_Exercise instructions:_
Copy the entries below word for word, from their first line through the line containing "positive clicks: (376, 181) (356, 182)", including that line.

┌─ Exercise data

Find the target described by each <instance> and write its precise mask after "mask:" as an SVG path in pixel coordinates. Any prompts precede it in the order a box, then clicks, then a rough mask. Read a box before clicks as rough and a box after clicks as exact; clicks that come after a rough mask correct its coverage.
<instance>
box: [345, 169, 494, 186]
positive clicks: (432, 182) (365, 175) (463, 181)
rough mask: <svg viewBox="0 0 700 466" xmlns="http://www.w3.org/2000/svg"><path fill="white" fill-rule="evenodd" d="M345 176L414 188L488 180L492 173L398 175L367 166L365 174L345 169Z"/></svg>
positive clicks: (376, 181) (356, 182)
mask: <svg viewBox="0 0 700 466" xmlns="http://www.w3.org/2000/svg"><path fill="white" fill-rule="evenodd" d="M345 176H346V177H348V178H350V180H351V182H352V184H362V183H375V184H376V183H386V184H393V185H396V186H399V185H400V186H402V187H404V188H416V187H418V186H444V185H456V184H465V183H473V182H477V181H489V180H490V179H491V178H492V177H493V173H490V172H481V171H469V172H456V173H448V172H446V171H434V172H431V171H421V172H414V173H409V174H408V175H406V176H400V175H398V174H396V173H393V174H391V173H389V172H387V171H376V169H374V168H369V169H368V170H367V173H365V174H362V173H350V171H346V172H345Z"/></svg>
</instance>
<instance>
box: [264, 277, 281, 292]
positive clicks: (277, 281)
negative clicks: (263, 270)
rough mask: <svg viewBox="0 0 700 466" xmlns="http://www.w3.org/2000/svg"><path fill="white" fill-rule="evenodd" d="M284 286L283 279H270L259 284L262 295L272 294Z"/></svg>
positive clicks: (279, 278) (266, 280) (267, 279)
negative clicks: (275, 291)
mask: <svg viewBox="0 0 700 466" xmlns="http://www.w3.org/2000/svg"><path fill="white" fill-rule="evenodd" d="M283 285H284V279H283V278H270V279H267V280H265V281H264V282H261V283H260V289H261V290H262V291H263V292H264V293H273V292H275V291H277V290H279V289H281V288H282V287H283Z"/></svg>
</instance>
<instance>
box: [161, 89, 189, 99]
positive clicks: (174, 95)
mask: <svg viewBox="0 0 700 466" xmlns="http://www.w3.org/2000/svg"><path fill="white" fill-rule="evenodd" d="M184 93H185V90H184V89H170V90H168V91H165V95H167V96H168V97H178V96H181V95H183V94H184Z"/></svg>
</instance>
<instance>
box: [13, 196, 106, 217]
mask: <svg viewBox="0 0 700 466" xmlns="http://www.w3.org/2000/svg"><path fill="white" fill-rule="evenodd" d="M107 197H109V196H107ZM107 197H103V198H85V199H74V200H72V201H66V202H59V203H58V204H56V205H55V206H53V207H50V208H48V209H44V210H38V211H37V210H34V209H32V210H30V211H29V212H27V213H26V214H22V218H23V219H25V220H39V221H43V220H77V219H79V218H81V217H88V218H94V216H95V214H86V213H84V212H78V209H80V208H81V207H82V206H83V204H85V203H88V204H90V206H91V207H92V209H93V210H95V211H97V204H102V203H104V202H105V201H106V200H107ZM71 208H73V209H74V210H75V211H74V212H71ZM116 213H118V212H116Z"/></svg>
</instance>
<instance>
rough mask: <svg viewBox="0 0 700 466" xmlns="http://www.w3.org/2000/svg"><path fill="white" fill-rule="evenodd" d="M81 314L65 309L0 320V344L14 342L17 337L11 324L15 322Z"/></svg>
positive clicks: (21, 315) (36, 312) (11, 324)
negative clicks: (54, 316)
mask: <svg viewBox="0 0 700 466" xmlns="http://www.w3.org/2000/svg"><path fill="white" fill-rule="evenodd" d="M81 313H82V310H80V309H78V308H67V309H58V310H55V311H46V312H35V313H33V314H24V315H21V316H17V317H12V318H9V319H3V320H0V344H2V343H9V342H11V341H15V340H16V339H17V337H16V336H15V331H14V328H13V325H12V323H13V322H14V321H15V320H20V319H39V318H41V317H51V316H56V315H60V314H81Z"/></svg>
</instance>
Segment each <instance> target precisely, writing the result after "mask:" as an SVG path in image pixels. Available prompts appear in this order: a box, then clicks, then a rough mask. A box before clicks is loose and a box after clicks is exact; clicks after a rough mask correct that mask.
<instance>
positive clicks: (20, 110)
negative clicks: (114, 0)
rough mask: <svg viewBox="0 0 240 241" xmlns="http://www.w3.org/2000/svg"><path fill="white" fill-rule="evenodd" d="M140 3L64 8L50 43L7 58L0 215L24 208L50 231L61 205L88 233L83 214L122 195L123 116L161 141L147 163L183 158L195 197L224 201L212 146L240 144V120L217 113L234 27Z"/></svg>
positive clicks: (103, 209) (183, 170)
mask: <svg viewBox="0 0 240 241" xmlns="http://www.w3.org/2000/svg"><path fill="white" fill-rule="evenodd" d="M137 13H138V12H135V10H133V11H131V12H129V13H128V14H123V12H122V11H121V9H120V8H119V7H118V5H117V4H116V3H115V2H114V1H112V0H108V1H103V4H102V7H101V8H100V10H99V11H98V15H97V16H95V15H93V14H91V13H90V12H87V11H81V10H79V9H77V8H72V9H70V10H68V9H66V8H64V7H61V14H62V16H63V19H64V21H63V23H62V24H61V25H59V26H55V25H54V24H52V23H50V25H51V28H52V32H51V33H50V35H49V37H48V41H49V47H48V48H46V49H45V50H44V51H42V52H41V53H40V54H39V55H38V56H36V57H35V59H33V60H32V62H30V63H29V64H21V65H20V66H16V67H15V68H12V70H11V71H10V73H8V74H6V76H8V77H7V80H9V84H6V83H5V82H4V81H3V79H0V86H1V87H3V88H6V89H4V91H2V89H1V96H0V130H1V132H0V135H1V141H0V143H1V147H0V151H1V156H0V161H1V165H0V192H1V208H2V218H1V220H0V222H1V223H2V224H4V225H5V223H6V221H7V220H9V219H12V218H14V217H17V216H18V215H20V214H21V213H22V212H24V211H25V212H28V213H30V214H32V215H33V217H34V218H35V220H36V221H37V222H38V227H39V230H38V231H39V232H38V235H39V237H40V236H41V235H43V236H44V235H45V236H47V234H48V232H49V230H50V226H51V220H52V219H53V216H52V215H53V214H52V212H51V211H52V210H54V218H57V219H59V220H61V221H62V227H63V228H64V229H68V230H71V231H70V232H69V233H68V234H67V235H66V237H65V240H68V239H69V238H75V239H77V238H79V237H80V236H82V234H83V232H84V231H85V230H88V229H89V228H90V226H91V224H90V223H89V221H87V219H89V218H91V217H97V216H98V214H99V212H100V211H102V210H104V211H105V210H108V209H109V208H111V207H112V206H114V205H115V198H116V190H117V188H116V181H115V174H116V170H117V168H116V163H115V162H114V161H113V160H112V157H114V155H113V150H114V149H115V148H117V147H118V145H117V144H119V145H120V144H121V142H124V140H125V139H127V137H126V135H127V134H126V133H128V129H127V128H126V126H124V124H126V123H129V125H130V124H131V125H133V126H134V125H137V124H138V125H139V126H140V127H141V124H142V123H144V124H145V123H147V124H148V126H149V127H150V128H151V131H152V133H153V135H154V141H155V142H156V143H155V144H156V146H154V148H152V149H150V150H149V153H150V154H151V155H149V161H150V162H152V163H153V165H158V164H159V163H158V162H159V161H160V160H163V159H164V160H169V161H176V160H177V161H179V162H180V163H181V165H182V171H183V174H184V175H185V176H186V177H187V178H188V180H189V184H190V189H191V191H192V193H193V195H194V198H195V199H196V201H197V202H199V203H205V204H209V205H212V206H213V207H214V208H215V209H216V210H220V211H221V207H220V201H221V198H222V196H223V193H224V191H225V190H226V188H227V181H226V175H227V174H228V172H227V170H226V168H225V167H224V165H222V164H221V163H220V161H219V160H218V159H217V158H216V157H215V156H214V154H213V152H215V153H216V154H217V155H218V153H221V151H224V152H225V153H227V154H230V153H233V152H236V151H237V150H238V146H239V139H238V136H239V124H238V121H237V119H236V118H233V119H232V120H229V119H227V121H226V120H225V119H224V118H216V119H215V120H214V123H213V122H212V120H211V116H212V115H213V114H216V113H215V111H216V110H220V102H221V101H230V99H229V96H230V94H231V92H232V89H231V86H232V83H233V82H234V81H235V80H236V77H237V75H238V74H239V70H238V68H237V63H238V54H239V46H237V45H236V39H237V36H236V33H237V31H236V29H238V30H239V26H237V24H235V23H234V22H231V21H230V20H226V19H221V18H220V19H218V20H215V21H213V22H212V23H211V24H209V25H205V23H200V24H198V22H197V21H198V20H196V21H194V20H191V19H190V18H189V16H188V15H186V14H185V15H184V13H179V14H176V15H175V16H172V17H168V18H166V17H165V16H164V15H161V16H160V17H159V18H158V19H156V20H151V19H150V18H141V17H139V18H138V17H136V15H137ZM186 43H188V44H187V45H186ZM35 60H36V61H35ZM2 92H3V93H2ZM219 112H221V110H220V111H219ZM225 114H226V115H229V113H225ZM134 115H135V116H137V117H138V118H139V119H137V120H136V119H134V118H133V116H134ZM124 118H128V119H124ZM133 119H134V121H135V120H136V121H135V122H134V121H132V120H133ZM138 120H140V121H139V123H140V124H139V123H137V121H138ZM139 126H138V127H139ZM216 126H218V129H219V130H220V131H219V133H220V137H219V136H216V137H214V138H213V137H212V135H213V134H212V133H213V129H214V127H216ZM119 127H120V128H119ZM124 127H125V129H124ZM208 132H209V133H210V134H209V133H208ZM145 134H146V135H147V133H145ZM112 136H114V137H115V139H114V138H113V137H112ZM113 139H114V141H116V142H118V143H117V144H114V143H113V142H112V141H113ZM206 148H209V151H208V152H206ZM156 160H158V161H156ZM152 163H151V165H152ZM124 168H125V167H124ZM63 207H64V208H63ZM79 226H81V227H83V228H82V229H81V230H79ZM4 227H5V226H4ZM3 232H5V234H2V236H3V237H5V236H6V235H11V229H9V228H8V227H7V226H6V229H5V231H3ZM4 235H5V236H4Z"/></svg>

└─

_Worked solution:_
Find the target described by each <instance> and write its precise mask after "mask:" as an SVG path in pixel coordinates. Any prompts precede it in the order a box, then clicks, then a rough mask. Read a box before clicks as rough and a box after clicks as exact; clicks that come after a rough mask correct its coverage.
<instance>
box: [345, 169, 494, 186]
positive clicks: (432, 182) (365, 175) (463, 181)
rough mask: <svg viewBox="0 0 700 466" xmlns="http://www.w3.org/2000/svg"><path fill="white" fill-rule="evenodd" d="M345 176L414 188L488 180L492 173L398 175L367 166L365 174L345 169Z"/></svg>
positive clicks: (376, 181) (356, 182)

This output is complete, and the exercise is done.